[ITEMS]
* begin *

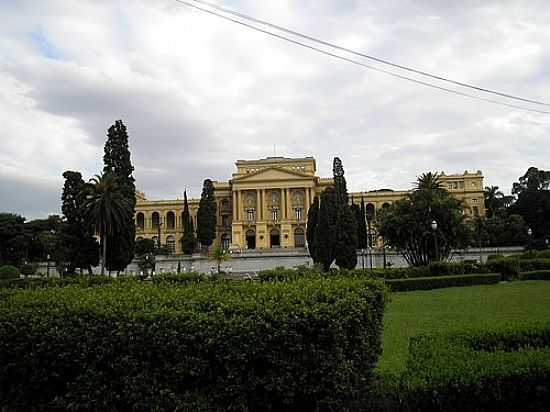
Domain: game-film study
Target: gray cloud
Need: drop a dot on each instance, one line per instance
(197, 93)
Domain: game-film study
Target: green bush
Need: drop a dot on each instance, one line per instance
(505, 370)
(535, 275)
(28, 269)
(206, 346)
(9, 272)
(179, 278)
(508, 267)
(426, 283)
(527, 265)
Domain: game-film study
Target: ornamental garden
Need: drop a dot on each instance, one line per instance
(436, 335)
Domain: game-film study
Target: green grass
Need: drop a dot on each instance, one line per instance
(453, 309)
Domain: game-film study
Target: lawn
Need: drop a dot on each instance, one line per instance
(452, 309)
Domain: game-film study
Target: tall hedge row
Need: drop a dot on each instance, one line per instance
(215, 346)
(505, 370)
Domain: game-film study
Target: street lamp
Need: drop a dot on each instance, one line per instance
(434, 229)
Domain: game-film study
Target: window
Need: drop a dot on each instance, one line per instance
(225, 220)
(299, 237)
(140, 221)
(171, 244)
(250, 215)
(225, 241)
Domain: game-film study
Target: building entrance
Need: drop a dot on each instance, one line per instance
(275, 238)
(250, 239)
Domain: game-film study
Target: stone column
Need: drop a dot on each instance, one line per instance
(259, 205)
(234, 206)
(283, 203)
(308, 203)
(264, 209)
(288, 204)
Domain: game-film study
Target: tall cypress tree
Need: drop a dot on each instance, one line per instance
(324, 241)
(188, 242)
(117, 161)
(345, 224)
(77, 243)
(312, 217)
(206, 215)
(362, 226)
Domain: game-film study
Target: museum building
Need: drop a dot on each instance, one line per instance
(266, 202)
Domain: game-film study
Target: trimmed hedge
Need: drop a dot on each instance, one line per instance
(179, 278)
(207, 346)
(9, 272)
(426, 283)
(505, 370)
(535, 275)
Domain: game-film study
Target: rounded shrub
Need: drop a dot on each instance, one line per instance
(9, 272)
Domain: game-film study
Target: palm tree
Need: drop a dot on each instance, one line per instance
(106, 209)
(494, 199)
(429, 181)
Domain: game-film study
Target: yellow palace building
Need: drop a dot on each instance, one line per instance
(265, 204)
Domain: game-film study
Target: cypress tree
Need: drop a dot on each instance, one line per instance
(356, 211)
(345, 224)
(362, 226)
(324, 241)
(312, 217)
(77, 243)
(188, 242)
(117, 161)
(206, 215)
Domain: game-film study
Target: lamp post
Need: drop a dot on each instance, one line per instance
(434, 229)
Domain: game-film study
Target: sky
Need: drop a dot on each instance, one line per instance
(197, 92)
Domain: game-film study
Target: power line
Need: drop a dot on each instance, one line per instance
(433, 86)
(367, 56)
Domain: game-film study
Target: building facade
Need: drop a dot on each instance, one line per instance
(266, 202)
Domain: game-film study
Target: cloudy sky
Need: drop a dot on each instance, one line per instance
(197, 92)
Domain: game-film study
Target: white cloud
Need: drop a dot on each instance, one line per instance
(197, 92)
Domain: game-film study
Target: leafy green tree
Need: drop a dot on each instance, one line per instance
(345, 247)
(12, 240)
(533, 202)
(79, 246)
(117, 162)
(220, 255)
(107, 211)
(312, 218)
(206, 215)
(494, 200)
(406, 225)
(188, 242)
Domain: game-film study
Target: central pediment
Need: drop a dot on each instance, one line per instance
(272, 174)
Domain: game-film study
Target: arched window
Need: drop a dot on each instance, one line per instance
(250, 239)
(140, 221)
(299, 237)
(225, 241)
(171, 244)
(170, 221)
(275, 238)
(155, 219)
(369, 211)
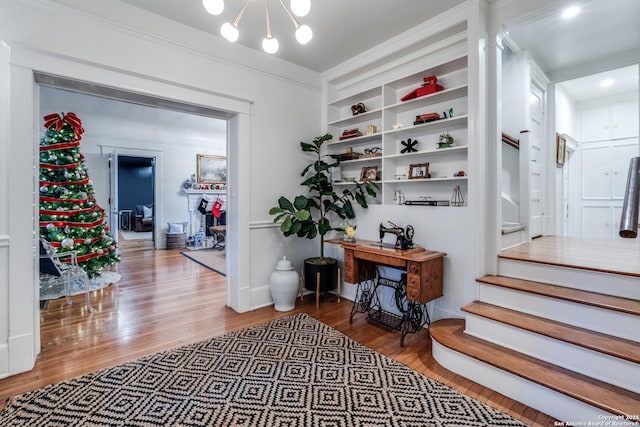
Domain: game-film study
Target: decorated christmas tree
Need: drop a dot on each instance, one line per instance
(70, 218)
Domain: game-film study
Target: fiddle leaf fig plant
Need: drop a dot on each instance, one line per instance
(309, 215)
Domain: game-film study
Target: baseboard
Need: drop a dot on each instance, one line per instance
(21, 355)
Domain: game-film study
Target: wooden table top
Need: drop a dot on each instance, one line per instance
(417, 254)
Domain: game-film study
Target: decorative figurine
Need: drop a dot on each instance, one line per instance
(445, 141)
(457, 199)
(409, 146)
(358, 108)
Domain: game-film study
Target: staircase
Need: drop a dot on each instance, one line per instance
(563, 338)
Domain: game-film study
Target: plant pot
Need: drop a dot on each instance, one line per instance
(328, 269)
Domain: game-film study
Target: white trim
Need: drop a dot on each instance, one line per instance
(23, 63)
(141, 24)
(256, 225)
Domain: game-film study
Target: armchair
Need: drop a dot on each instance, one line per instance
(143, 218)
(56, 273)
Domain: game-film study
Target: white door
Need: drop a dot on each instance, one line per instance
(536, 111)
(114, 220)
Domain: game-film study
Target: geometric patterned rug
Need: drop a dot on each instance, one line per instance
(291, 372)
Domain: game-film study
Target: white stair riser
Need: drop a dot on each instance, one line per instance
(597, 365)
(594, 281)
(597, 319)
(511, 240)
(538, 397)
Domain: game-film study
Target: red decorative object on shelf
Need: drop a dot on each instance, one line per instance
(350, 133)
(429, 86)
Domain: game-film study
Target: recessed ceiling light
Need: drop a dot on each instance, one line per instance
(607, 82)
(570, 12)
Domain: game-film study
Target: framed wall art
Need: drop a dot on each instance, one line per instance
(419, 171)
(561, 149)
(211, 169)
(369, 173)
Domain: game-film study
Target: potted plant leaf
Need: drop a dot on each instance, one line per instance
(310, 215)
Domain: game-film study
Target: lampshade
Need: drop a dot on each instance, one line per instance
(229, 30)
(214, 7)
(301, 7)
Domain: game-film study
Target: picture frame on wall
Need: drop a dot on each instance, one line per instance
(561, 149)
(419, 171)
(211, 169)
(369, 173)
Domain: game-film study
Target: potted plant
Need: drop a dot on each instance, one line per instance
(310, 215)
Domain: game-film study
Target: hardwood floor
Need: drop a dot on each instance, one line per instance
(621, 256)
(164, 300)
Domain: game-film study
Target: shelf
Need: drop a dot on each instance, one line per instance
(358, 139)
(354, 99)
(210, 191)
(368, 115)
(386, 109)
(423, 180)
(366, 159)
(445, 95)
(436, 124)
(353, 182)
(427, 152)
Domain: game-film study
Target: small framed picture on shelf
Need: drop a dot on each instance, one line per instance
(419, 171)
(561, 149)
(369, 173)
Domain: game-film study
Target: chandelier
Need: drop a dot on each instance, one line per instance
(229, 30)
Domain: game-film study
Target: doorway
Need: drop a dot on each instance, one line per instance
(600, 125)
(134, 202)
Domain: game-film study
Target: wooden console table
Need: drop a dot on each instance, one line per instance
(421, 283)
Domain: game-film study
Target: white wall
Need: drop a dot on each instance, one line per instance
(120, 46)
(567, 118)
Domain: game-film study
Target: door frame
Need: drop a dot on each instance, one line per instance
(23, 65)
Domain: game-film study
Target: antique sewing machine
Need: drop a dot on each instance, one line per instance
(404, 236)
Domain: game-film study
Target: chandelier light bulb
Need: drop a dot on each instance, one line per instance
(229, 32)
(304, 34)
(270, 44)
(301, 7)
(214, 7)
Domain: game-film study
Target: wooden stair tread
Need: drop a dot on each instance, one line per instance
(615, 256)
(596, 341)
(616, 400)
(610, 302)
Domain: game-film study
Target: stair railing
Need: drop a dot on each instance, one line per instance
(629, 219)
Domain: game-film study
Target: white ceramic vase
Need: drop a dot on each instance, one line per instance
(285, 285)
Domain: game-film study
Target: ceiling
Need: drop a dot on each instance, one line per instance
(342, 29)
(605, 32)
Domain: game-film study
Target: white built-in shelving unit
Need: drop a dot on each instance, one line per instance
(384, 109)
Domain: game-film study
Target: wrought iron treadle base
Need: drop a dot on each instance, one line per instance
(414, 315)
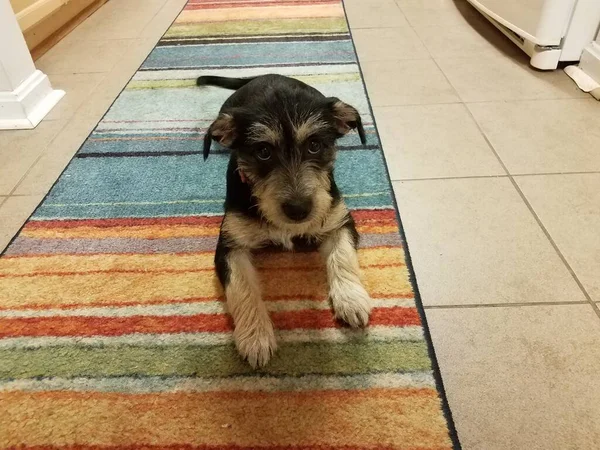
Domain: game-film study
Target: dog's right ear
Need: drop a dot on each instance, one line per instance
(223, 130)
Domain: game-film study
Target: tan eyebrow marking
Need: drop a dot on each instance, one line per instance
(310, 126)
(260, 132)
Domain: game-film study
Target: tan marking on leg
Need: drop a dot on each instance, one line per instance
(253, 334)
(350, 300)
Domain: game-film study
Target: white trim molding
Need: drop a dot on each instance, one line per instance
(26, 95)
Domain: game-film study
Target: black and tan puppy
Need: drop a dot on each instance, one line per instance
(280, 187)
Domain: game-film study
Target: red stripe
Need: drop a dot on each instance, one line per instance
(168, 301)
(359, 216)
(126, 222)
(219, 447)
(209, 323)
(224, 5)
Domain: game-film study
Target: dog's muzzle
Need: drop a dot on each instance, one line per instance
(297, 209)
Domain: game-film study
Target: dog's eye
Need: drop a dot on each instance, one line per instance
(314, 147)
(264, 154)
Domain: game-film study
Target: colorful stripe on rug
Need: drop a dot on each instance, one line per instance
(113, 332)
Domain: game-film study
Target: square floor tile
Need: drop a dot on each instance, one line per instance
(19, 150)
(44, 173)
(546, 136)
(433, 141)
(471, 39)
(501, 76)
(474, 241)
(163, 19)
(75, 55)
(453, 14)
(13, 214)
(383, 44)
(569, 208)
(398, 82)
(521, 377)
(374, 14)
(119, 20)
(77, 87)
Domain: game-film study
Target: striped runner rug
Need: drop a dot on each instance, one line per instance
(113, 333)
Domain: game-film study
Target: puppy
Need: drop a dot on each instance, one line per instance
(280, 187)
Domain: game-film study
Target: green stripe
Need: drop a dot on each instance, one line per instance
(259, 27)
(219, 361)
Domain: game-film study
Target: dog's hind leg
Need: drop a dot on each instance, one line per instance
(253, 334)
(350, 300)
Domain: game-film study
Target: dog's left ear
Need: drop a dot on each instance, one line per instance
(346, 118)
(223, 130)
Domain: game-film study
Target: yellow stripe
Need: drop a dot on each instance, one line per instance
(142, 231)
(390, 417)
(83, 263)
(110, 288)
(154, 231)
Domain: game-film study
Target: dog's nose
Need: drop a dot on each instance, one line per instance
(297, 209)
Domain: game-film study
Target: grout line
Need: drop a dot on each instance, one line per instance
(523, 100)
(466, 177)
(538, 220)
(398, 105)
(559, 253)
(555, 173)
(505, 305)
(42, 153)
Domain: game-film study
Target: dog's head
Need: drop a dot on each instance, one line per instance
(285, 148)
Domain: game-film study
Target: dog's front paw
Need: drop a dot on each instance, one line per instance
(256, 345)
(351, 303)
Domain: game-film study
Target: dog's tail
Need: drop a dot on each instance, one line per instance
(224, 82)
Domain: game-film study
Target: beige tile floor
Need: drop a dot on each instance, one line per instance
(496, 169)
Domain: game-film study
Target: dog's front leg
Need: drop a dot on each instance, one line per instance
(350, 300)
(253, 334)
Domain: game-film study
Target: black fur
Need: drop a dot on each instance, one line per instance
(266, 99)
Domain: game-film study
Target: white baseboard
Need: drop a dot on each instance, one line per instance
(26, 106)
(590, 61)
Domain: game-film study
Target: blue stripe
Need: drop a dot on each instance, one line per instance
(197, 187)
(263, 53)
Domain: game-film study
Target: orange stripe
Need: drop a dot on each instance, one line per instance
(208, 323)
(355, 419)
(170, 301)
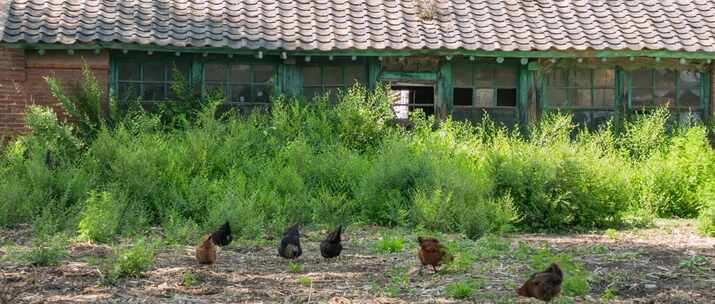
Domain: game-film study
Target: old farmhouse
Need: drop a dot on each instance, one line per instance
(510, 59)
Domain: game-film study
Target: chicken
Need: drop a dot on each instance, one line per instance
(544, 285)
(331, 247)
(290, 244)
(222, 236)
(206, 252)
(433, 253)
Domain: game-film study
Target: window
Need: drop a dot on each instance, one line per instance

* end *

[REQUEST]
How many lines in the records above contain the word "black"? Reply with the number only.

[THE RESULT]
2